WHAT TO DO: An exact copy of every record, with no pictures, please.

DATA FOR PROCESSING:
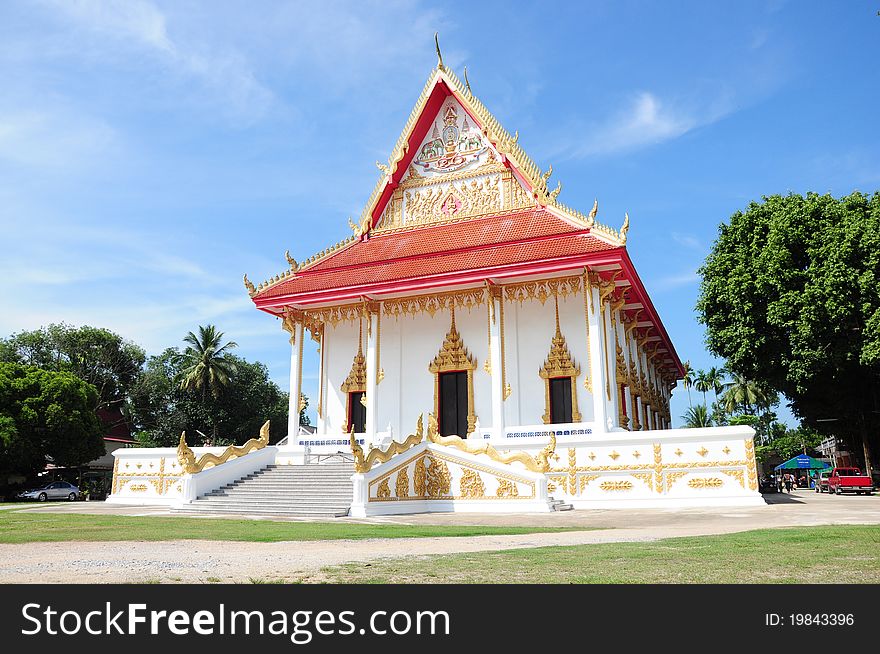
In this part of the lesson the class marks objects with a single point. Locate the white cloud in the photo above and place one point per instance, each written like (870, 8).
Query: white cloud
(647, 121)
(136, 20)
(672, 282)
(53, 138)
(687, 240)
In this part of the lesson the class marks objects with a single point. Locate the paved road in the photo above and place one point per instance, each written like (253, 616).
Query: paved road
(200, 561)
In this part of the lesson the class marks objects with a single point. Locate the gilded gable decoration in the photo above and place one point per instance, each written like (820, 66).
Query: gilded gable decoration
(559, 364)
(454, 357)
(357, 377)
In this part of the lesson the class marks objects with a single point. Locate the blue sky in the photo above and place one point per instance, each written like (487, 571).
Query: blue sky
(152, 152)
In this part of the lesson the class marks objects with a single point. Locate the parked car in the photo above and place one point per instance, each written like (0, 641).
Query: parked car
(849, 480)
(57, 490)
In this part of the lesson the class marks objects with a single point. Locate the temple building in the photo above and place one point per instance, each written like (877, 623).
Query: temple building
(467, 289)
(469, 300)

EXERCISE OUTPUT:
In this part of the lesson the class marks objects with a single point. Locate the white cloud in the photo above and place one point per instance, each written like (870, 8).
Query: white cloud
(647, 121)
(136, 20)
(672, 282)
(53, 138)
(687, 240)
In this part of the lesson the class marks objects with a single point. Locate the paved road in the photo above and place one point per instance, each written like (253, 616).
Query: paved road
(200, 561)
In this part of the lesson the class marks objects with a single point. Locate the gilded gable decoration in the photo above and place one point per instance, each written like (820, 66).
Query: gilded gable decoration
(559, 364)
(454, 357)
(357, 377)
In this part of the lesson the class marks objects with a single point. Locate the blue sky in the photo above and place one point per instance, each written like (487, 571).
Query: blue sky
(152, 152)
In this part of the lesson the class marks objects with a single point. Locate the parked car in the photo above and place one point per instance, each written like (0, 641).
Query: parked car
(849, 480)
(57, 490)
In this part of the lesson the class marks objects with a single point. Locate the temple building in the photo above and place one point per instance, each written like (877, 623).
Query: temple building
(467, 289)
(469, 300)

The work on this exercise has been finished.